Extracted material >>
────────────────
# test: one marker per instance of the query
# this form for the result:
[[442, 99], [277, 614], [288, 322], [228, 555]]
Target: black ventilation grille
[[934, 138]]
────────────────
Output all of the material exactly as written.

Your solution >>
# test: one marker per instance of the query
# this form for the result:
[[442, 99], [277, 614], [288, 322], [228, 555]]
Target: black ventilation grille
[[934, 138]]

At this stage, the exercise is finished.